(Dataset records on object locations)
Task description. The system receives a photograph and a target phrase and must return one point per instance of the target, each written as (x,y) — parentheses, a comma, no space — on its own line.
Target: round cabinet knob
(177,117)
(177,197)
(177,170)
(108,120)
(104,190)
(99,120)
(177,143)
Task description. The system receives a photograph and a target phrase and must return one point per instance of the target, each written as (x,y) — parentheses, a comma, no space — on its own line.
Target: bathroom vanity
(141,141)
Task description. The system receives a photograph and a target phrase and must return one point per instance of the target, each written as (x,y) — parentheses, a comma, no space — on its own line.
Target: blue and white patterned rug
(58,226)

EXERCISE INSTRUCTIONS: Reproduce all the items above with "system" renamed to "program" everywhere it occurs, keeping everything else the same.

WRITTEN RESPONSE:
Task description. The program receives a photograph and a target phrase and must return one point per instance of the target, each written as (x,y) — parentheses, a comma, no space — on its own line.
Target: round cabinet knob
(177,117)
(177,197)
(177,170)
(108,120)
(104,190)
(99,120)
(177,143)
Task description. The program receives a photograph and a target phrase and must return one point per instance of the target, each written as (x,y) — parentheses, a comma, no space — on its own line.
Target: bathroom vanity
(141,141)
Task description. The program receives a photograph and a target phrase and must return one point per instance of the target, each written as (x,y) — parentheses, a comma, no space — on its own line.
Target: blue and white patterned rug
(58,226)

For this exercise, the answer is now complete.